[PROBLEMS TO SOLVE]:
#1 Answer these questions about the WordPress migration text, one per line:
(a) Which article is this in its series?
(b) What did the website already have that served as a starting point for the import?
(c) What was added to the website before the import was done a second time?
#2 Reproduce the WordPress migration text word for word, from "I was fortunate" up to and including "steps to complete.".

* Begin TEXT EXCERPT *

WordPress Migration: The import

This is the fourth in a series of articles on my migration to WordPress. In this post, I’ll talk about how I exported my existing website into an XML file, which I then imported into WordPress. All this was possible because of the preparations previously described.

I was fortunate in that my website already had an RSS feed. It did not contain everything needed to do an import, but it did represent a starting point.

I should point out that after doing this import, I went back later and did it again, after adding in author information to the website. That in itself is an interesting task. One might claim that the original import was then wasted. I say it was not. This entire process is iterative. Do a proof of concept. Expand upon it. Repeat until done. Just keep in mind that there are more steps to complete.

The RSS format

As mentioned in the WordPress Importing: The first attempts post, this is the basic format for my RSS feed. It is an XML file, although not strictly legal. It is good enough for the importing script.

* End TEXT EXCERPT *
* Begin LISTED RECORDS *

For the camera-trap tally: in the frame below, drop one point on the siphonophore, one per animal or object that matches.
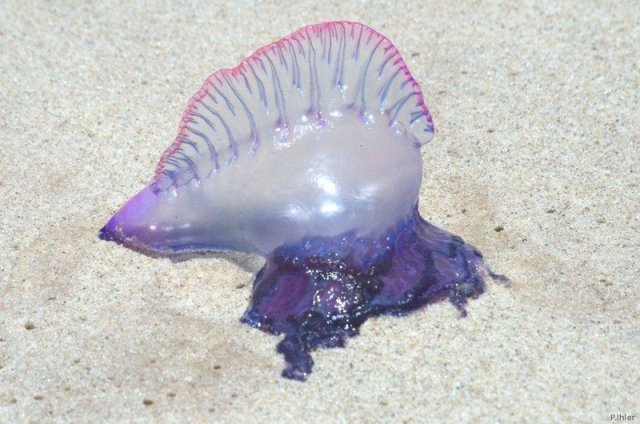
(308, 153)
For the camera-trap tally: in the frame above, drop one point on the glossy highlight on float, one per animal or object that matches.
(308, 153)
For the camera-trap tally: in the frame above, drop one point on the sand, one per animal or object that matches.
(537, 111)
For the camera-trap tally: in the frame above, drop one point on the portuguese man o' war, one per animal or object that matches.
(308, 153)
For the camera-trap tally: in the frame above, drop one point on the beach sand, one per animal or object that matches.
(535, 162)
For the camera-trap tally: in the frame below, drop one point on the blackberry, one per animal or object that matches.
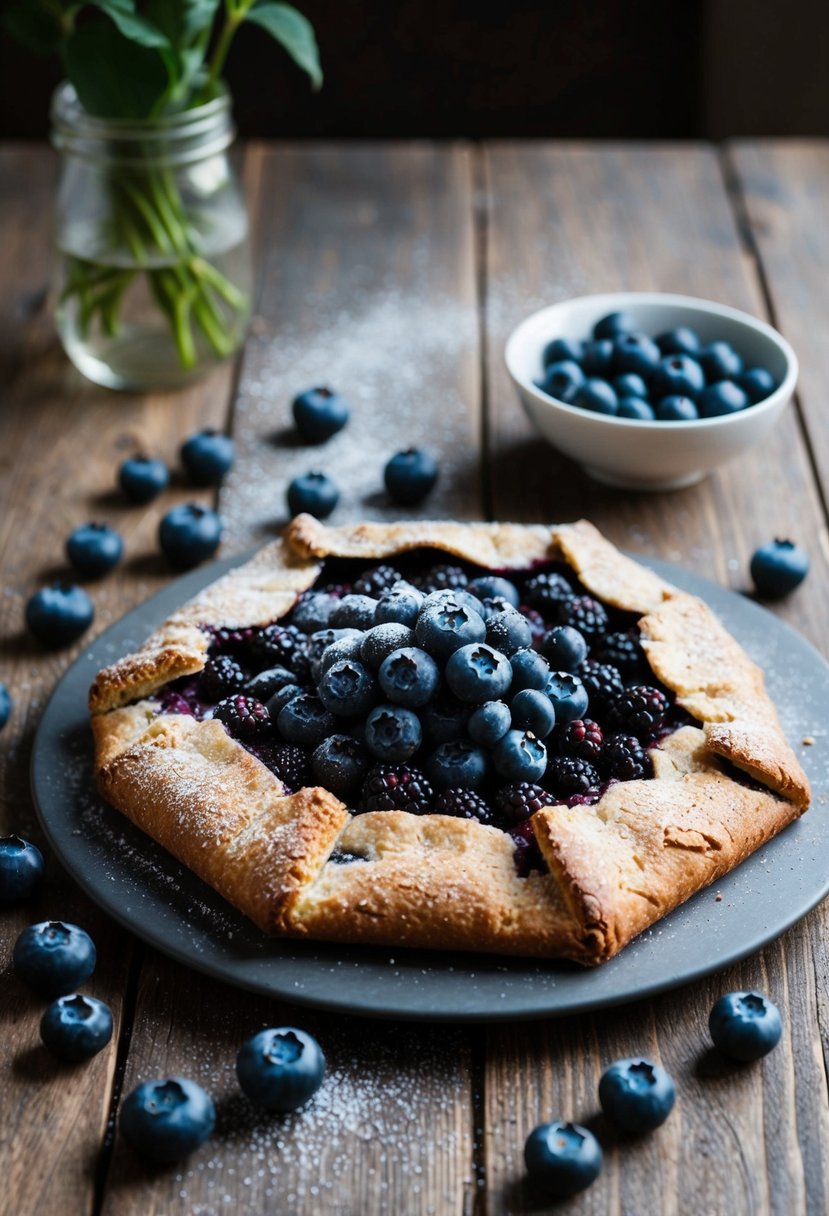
(285, 646)
(220, 677)
(291, 765)
(464, 804)
(374, 581)
(581, 738)
(585, 614)
(622, 651)
(439, 578)
(517, 803)
(246, 718)
(638, 710)
(626, 759)
(396, 788)
(602, 681)
(547, 592)
(569, 776)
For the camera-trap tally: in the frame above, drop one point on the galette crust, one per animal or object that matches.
(435, 880)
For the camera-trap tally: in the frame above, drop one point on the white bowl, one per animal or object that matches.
(649, 455)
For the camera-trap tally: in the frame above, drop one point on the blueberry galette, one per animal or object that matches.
(458, 736)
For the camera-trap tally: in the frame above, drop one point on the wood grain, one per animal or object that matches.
(565, 221)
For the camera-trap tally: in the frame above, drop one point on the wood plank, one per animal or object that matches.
(61, 442)
(368, 281)
(565, 220)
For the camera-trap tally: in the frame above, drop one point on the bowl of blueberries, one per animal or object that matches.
(649, 390)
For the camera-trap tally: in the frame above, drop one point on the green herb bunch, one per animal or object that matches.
(148, 63)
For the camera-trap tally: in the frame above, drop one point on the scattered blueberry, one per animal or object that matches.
(168, 1119)
(745, 1025)
(94, 550)
(314, 494)
(207, 456)
(189, 534)
(21, 870)
(725, 397)
(52, 957)
(410, 476)
(57, 615)
(142, 478)
(75, 1028)
(636, 1095)
(281, 1068)
(320, 414)
(562, 1158)
(778, 567)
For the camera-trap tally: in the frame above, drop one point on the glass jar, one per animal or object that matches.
(153, 262)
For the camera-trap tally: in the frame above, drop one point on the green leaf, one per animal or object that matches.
(113, 76)
(293, 32)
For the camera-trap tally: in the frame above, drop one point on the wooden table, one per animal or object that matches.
(395, 271)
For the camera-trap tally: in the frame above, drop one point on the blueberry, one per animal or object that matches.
(400, 604)
(725, 397)
(142, 478)
(678, 376)
(491, 586)
(456, 764)
(564, 647)
(636, 353)
(756, 383)
(635, 407)
(676, 409)
(562, 350)
(597, 395)
(562, 381)
(207, 456)
(682, 341)
(745, 1025)
(636, 1095)
(520, 756)
(339, 763)
(446, 625)
(21, 870)
(320, 414)
(281, 1068)
(531, 710)
(720, 361)
(57, 615)
(381, 641)
(597, 358)
(168, 1119)
(94, 550)
(630, 384)
(778, 567)
(393, 733)
(348, 690)
(409, 677)
(508, 631)
(75, 1028)
(530, 669)
(410, 476)
(489, 722)
(614, 325)
(54, 958)
(568, 694)
(562, 1158)
(313, 494)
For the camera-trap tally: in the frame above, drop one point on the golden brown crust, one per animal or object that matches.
(435, 880)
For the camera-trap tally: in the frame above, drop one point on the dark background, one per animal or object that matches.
(569, 68)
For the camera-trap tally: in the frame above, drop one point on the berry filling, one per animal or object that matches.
(435, 688)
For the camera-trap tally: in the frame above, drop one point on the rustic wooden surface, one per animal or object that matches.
(396, 271)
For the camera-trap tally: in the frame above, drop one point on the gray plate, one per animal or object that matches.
(151, 894)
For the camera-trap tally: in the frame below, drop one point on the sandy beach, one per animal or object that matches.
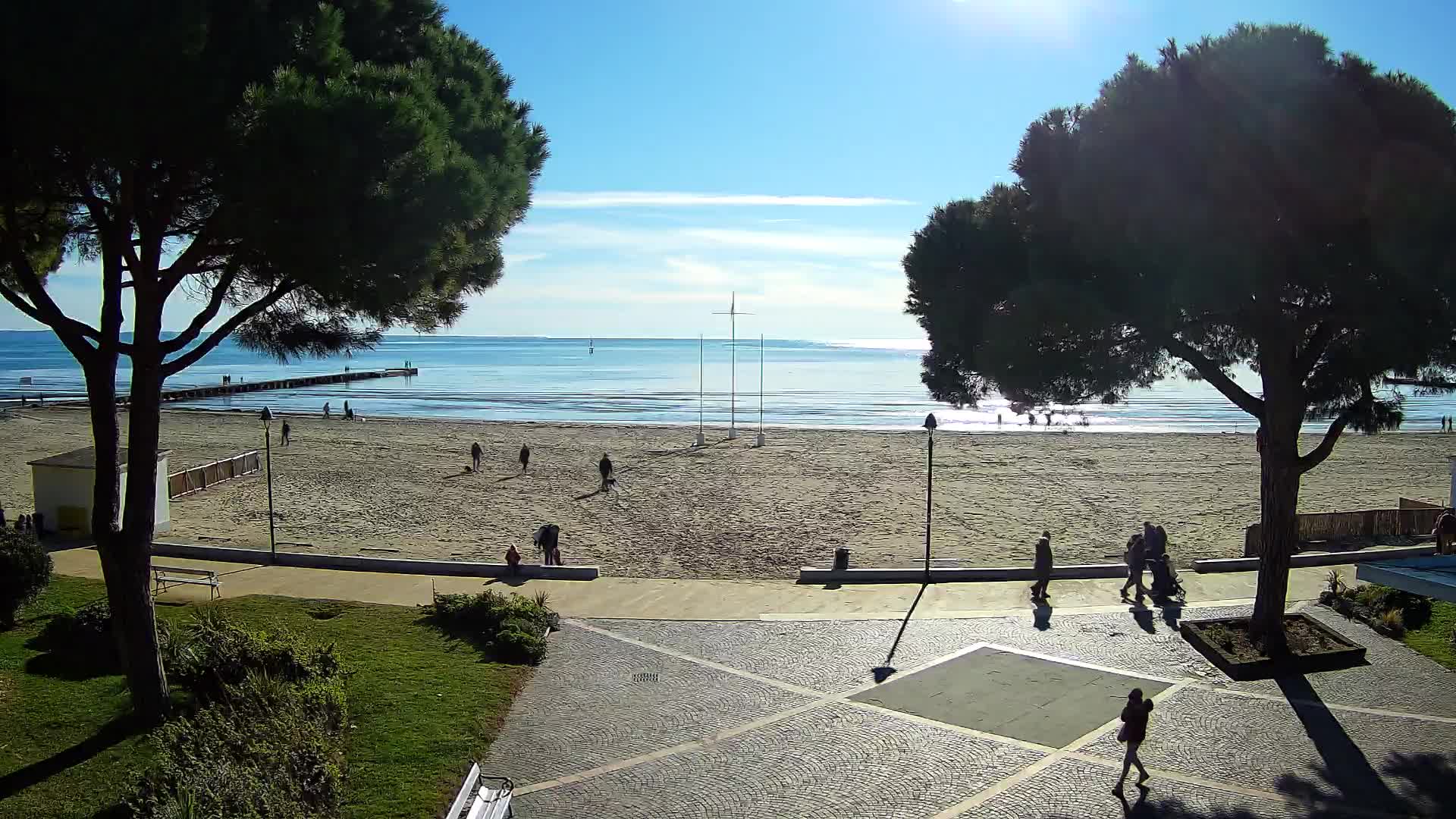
(398, 487)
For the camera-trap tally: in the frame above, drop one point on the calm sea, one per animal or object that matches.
(644, 381)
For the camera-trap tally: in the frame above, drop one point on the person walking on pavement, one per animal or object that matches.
(1043, 567)
(1133, 733)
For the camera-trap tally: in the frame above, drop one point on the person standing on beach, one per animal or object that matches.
(1133, 733)
(604, 466)
(1136, 557)
(1043, 567)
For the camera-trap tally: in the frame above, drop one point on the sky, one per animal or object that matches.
(786, 150)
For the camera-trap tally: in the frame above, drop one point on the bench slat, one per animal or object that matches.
(457, 806)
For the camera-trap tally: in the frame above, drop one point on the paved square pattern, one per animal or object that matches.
(984, 717)
(1011, 694)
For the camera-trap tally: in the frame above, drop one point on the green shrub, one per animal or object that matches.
(1394, 621)
(516, 646)
(213, 653)
(268, 738)
(25, 569)
(264, 749)
(509, 624)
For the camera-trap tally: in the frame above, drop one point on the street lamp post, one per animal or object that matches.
(929, 475)
(273, 544)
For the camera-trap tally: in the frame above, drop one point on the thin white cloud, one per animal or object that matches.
(702, 240)
(682, 199)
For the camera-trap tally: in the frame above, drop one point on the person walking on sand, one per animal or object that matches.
(604, 466)
(1136, 557)
(1133, 733)
(1043, 567)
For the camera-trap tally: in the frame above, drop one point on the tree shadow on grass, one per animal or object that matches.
(107, 736)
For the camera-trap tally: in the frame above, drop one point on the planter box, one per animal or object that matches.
(1345, 654)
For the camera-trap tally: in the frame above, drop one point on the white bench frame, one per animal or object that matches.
(166, 576)
(484, 800)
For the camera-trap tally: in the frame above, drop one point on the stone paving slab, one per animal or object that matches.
(1329, 757)
(1011, 694)
(1072, 789)
(582, 707)
(830, 763)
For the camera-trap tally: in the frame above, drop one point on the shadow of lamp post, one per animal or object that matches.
(929, 475)
(267, 417)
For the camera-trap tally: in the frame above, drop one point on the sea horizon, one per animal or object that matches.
(871, 384)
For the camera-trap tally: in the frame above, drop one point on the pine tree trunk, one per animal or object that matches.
(1279, 523)
(139, 626)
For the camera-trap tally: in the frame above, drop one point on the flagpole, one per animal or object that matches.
(701, 441)
(761, 390)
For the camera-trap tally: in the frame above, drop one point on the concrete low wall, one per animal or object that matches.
(351, 563)
(1312, 558)
(959, 575)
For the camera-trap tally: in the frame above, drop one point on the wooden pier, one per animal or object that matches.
(220, 390)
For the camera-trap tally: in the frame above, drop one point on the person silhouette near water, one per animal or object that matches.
(604, 466)
(1043, 567)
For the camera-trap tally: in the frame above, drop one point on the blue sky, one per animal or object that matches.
(789, 149)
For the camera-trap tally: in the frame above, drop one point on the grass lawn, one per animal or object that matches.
(1435, 639)
(421, 706)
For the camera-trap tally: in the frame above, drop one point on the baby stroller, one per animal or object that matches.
(1165, 579)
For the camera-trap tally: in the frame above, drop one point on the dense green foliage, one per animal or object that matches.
(25, 569)
(297, 174)
(268, 738)
(419, 704)
(510, 626)
(1248, 200)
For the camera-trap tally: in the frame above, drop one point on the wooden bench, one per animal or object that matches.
(482, 798)
(166, 576)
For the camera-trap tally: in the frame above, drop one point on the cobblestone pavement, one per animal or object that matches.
(752, 719)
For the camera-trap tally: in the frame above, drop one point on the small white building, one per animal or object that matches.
(64, 484)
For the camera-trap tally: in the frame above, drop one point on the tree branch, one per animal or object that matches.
(215, 303)
(1318, 341)
(212, 341)
(1213, 373)
(1337, 428)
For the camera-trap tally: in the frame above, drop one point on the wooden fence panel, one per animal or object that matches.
(201, 477)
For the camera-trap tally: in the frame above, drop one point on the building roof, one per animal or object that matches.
(1426, 576)
(85, 458)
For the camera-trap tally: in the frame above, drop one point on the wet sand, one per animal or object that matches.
(398, 488)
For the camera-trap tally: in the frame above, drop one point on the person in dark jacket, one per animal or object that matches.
(1043, 567)
(604, 466)
(1133, 733)
(1136, 558)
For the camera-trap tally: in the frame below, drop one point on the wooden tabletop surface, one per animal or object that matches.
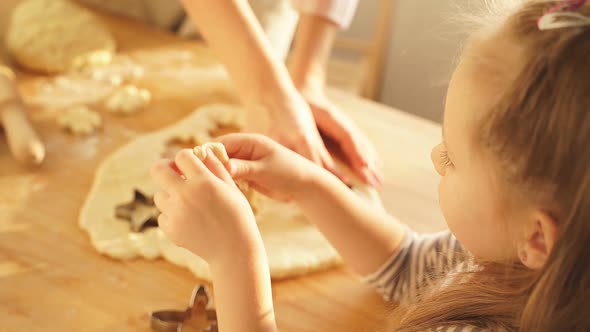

* End LISTED RECORDS *

[EXERCISE RESPONSES]:
#1
(a) The fourth
(b) An RSS feed
(c) Author information

#2
I was fortunate in that my website already had an RSS feed. It did not contain everything needed to do an import, but it did represent a starting point.

I should point out that after doing this import, I went back later and did it again, after adding in author information to the website. That in itself is an interesting task. One might claim that the original import was then wasted. I say it was not. This entire process is iterative. Do a proof of concept. Expand upon it. Repeat until done. Just keep in mind that there are more steps to complete.